◆ **TEXT FOR ANALYSIS**
Or, are practices in relation to multicultural heritage a meeting ground for both perspectives?
Teachers
In building units of work for classroom use with these questions and resources, you may like to consult the NSW History and Geography Stages 4-5 syllabus outcomes:
History Outcomes - Stage 4
History Outcomes - Stage 5

History Values and Attitudes
Geography Outcomes - Stage 4
Geography Outcomes - Stage 5
Geography Values and Attitudes

For help with designing classroom assessment activities to help gauge whether these outcomes are being achieved, you may like to consult the
History Planning Assessment Guidelines

History Course Performance Descriptors
Geography Planning Assessment Guidelines
Geography Draft Course Performance Descriptors
In Investigating multicultural heritage, the meanings of heritage held by groups and individuals from varying cultural backgrounds act as a starting point for students to identify the values of others and to clarify their own values. The objective is one of working towards an appreciation of the diverse cultural values and shared heritage of all Australians.

◆ **REQUIRED ACTIONS**
A - How many lines of the listing contain the string "positive"? Reply with the number alone.
B - Carry on the passage about investigating multicultural heritage from its last sentence.
The text and the listing are separate material.

◆ **DATA FOR PROCESSING**
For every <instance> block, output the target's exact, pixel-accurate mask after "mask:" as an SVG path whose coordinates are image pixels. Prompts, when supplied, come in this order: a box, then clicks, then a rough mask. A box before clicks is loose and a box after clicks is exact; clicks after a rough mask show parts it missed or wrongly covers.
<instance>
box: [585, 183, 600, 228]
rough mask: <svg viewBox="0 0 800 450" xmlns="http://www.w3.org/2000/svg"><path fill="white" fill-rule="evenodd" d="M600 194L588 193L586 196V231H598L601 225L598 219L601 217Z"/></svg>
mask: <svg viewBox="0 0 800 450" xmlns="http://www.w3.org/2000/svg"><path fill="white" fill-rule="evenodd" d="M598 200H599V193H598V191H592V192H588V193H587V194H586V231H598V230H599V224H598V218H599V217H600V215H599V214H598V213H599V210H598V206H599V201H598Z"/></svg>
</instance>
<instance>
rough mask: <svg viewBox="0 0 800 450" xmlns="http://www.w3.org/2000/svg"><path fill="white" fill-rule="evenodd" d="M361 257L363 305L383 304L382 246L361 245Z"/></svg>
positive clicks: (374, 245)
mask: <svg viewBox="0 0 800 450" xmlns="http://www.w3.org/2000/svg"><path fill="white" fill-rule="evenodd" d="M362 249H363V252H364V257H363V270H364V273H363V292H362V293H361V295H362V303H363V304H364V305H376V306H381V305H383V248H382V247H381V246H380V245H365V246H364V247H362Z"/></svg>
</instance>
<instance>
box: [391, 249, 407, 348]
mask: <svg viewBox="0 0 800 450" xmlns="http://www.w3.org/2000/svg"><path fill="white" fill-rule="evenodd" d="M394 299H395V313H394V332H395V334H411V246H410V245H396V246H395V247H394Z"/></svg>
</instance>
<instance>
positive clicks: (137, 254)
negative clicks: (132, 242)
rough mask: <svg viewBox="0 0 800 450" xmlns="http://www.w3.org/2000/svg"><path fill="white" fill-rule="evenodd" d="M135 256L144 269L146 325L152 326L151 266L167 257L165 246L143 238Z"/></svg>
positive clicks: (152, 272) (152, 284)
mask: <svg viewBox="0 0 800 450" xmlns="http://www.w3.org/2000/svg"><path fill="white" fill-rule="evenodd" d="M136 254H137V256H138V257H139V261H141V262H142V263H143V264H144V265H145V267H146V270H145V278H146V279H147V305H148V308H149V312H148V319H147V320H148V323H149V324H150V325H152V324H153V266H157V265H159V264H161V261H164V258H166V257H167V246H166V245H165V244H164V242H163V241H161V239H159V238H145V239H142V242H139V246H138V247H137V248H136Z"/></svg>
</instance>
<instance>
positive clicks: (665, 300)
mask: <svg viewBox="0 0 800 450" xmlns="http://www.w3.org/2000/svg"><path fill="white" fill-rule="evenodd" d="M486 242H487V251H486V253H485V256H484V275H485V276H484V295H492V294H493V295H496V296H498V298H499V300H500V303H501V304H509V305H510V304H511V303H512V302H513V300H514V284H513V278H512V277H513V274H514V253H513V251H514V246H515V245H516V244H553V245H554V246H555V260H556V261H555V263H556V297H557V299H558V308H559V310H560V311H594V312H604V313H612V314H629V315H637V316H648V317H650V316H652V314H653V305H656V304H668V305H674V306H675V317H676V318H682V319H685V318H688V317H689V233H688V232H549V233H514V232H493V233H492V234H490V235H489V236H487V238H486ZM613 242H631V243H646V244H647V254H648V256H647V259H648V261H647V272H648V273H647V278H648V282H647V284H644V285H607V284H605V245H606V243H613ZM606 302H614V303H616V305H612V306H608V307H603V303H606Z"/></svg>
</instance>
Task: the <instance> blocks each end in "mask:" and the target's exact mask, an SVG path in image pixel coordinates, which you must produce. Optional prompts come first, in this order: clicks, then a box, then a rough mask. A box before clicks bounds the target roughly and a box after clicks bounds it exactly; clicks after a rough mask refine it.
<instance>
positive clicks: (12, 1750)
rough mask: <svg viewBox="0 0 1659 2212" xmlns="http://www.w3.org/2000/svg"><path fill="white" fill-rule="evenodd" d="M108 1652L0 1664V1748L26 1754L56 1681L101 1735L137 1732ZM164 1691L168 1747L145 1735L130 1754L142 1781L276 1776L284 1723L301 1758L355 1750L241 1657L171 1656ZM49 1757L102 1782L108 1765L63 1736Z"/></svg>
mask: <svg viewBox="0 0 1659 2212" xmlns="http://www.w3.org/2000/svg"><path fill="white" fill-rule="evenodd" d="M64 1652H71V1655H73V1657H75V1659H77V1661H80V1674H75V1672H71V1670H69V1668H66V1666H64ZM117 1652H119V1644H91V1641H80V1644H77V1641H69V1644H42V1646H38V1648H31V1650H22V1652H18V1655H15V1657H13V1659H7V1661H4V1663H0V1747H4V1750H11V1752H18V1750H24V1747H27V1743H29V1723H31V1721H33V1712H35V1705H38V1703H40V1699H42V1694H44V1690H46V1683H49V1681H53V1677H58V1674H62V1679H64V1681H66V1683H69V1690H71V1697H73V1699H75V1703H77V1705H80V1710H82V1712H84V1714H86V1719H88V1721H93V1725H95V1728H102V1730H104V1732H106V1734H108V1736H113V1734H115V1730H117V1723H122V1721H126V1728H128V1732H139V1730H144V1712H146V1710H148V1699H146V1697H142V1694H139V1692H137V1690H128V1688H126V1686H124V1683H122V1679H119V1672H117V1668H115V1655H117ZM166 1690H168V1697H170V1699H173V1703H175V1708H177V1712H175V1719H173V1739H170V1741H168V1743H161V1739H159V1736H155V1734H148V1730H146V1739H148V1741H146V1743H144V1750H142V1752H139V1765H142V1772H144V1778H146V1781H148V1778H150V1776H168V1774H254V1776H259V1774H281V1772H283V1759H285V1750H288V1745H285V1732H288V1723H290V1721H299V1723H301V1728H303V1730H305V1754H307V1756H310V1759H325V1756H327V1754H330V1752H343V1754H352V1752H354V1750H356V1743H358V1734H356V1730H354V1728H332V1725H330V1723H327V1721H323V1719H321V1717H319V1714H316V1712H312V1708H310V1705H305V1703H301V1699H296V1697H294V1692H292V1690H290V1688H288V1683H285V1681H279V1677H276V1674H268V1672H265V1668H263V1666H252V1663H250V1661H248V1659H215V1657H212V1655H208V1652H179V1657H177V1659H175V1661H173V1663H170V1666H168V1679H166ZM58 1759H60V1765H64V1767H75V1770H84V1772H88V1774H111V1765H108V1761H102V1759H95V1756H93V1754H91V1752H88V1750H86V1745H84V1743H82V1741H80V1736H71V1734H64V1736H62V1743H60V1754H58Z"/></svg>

◆ **ANSWERS PROVIDED**
A - 5

B -
In 1996, the Australian Heritage Commission (AHC) commenced a pilot project to assist migrant communities to identify and conserve their heritage places. Oral histories are a feature of the AHC migrant heritage project. Information gathered from interviews is used to identify important places. One group involved in this project was the Maltese community of Blacktown, Sydney. An area of significance to this group was Wooloomooloo, Sydney – a suburb where many Maltese families first lived and worked when they arrived in Australia after World War II.

Maltese and other ethnic groups would fish from the wharves in a harbour holding "every kind of fish". Today, a block of flats is being built in the Domain beside Wooloomooloo Bay – and the landscape of this area is changing dramatically.

In New South Wales, the Migrant Heritage Community Consultation Program is conducting workshops to find out the most effective ways for people from non-English speaking backgrounds to identify and assess heritage items from their own cultural perspectives. One strategy is to give workshop participants a camera and invite them to spend an hour or two photographing the sites and items of importance to their communities.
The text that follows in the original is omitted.